Text excerpt
No opportunities. No jobs. No transport. No prospects. No cash. No way out.

Is there any wonder why so many people living in Cornwall stumble toward the quick-fix hits of drugs — opioids, to be precise — to take them fully away, transported to another time and place? I know this well from growing up in Downderry in the 1980s and 1990s. Back then, the drugs we took were a little more low-key and natural in origin, like hash and magic-mushrooms. But the opioid crisis that has recently hit both our “idyllic” shores and forgotten rough-as-fuck towns, coupled with unprecedented levels of deprivation, has caused this perfect storm. “There has never been a more dangerous time to take drugs,” says the National Crime Agency. A seamless, stark and starless storm indeed.

I am sure that this hidden crisis won’t stay unseen for long, when the summer of 2025 arrives and towns like Newquay and St Ives treble in size, when locals are kicked out of rental accommodation in order to sate the greedy thirst for Airbnbs — when they take to sleeping in shop doorways and on the beach instead. This is when the statistics will rise, when there will be more drug-related admissions to Treliske Hospital, and the body bags will start to stack up. Meanwhile, the middle-class summer tourists, the ones who use Cornwall as their personal playground, will wash in and out of their second homes with bags of premium cocaine — and then bugger off again. Those left behind are not so lucky.

The truth is, in Cornwall, like pretty much every county around the UK, we have a housing crisis. But unlike many areas, the lack of affordable homes is just half the problem, because we also have a shortage of jobs and stubborn low wages (read: seasonal only). Coupled with infrastructure difficulties and funding, Cornwall’s tempest rarely subsides. 

The despair I felt as a young person growing up on the coast was insurmountable — the frustration that I couldn’t partake in afterschool activities because I lived ten miles away (we didn’t have a car), or that we local teens didn’t have a place to meet except in a shelter in the village memorial gardens. Was it any wonder that I left school at 15 with barely any qualifications and a drink problem?

Just as with drink, the pain that drug abusers seek to numb is multifaceted. But I know first-hand that it is very much connected to loneliness. The solitude I experienced growing up, and the isolation people mention now, is akin to despair. Despair because no matter how hard you try to make a difference in your life, there are a million factors that tell you that you don’t have a bloody chance.

Tasks to carry out
1) Answer these questions using the text on drug use in Cornwall:
(a) In which place and decades did the writer grow up?
(b) Which hospital is expected to see more drug-related admissions?
(c) How far did the writer live from afterschool activities?
2) Swap "memorial gardens" for "playing fields" as you write out the stretch of the text on drug use in Cornwall from "The despair I" through "a drink problem?".
3) Write the next part of the text on drug use in Cornwall, starting after its final sentence.

Data records:
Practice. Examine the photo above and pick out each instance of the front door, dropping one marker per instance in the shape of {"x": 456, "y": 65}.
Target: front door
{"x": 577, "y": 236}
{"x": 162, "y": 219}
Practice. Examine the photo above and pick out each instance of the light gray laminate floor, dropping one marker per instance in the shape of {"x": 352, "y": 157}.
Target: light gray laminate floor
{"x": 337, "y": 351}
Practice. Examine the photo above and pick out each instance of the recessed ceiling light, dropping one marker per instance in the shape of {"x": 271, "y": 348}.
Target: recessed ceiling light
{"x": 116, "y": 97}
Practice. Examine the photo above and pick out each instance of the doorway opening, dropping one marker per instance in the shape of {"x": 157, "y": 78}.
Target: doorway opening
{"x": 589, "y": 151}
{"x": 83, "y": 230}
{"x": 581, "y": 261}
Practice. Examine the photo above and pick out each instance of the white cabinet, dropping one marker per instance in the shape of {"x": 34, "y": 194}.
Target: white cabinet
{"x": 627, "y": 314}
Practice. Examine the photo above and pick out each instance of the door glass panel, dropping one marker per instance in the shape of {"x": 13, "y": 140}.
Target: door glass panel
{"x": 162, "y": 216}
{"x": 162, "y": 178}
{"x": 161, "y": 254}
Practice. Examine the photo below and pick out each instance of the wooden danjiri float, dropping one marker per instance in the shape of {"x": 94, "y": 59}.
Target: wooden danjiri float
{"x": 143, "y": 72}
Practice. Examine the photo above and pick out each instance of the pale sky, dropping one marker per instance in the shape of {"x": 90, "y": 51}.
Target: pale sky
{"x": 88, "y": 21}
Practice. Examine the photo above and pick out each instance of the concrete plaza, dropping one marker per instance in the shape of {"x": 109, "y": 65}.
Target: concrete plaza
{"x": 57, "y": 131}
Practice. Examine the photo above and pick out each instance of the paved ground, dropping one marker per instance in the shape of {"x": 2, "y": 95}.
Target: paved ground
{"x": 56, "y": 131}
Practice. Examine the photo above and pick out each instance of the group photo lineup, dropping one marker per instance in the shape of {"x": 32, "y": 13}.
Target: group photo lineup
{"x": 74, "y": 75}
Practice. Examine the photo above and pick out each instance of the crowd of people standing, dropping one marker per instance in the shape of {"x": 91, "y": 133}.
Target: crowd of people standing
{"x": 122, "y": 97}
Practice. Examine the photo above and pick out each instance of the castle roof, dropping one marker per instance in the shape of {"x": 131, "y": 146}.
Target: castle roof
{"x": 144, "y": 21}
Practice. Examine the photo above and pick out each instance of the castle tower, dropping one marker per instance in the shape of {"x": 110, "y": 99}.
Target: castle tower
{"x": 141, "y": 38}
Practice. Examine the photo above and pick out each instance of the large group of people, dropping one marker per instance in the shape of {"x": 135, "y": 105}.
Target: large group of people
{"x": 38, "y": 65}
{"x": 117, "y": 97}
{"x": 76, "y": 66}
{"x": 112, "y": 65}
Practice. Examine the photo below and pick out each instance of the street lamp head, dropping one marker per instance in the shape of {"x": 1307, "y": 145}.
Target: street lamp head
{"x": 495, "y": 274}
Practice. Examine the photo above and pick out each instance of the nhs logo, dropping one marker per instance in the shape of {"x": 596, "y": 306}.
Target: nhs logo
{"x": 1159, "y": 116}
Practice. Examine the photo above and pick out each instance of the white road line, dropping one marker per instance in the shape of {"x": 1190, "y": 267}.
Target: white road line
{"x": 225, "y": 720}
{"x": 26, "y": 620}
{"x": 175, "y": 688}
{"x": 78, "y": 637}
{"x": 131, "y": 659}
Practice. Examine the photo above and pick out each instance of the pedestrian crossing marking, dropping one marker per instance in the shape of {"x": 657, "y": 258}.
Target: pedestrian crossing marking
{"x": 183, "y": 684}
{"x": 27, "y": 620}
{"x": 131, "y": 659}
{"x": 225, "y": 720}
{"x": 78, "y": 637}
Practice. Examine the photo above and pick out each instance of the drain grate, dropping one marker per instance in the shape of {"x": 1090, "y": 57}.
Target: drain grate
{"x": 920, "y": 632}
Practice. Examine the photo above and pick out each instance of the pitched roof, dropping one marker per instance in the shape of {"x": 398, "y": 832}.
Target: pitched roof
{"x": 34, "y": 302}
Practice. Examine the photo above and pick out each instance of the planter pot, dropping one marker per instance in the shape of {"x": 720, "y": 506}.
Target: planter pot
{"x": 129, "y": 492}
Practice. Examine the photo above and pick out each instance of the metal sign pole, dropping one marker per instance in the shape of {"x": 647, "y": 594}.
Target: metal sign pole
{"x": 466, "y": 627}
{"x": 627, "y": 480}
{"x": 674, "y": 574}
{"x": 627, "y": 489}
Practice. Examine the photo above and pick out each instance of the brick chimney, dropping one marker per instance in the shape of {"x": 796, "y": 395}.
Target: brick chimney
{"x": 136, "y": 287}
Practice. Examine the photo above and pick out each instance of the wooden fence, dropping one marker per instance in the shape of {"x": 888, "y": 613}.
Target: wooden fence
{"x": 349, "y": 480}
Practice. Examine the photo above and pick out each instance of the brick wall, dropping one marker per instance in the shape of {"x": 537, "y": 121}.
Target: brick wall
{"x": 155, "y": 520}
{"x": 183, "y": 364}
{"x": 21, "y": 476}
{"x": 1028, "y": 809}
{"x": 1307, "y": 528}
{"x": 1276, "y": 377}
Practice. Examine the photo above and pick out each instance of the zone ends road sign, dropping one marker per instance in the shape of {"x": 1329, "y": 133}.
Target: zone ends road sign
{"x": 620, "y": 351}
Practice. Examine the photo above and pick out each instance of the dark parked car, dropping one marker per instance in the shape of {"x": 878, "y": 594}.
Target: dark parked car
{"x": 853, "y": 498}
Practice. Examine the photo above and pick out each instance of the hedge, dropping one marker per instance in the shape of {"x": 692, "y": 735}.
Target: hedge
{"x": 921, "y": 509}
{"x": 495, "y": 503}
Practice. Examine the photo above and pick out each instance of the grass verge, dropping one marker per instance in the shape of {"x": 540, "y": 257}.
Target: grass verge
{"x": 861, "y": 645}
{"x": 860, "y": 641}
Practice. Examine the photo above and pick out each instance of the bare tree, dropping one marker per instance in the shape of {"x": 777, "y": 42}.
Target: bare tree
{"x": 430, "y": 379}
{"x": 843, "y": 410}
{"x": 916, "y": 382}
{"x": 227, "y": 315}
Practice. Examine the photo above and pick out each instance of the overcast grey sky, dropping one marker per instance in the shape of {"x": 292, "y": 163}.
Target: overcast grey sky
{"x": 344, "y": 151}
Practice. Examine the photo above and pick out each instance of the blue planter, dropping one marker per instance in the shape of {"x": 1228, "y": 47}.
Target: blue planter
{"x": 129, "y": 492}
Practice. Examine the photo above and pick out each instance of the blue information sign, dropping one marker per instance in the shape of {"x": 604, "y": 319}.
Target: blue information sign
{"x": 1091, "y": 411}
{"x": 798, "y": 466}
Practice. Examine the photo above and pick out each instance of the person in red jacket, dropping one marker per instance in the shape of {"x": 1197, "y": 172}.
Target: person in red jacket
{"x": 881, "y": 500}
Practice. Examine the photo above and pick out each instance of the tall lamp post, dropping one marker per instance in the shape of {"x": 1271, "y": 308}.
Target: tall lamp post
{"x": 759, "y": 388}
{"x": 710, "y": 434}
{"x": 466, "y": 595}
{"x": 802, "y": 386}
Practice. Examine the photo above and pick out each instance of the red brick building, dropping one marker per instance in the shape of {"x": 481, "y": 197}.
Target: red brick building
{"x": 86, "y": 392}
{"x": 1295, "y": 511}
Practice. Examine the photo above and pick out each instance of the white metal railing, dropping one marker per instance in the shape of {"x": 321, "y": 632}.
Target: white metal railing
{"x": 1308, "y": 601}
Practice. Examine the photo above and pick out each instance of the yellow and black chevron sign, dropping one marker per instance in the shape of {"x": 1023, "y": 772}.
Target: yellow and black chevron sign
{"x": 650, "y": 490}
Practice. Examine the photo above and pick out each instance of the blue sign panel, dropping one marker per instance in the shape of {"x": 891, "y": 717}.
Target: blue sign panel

Written answers
1)
(a) Downderry, in the 1980s and 1990s.
(b) Treliske Hospital.
(c) Ten miles away.

2)
The despair I felt as a young person growing up on the coast was insurmountable — the frustration that I couldn’t partake in afterschool activities because I lived ten miles away (we didn’t have a car), or that we local teens didn’t have a place to meet except in a shelter in the village playing fields. Was it any wonder that I left school at 15 with barely any qualifications and a drink problem?

3)
How can you apply for a job in the nearest town when you can’t rely on public transport and you don’t have a car to get there? How can you afford a car when you don’t have a job? How can you afford to put down a deposit on a flat when the rent quadruples in summer? How do you learn social skills when there’s no community centre or youth club in your village, no third space where you might learn something more than how to do hot-knives?

How did I feel, and how do the locals I talked to in Newquay, St Ives, Looe and St Austell feel? They feel lost, worthless, forgotten. While they know substance abuse is dangerous, to them it is something. It doesn’t just numb their pain — it blunts the edges of their existence so that they don’t have to think or wonder further than the perimeter of nothing.

This sense of hopelessness is heartbreaking. Heartbreaking because it exists, and heartbreaking because nobody expects a remedy. Rural poverty is something very real but never really talked about in the press and on the news. That’s why this week’s Dispatch investigation is so important: because I fear the uptake of traditional opioids in my home county of Cornwall, coupled with the rise of nitazenes, is a catastrophe waiting to happen, one which our overstretched medics and single hospital will be hopeless to tackle.

When I wrote Undercurrent, a memoir of my Cornish childhood, in the summer of 2022, I never could have imagined that the despair in this region would soon get worse. Spring may have arrived, but the skies over Cornwall are starting to darken.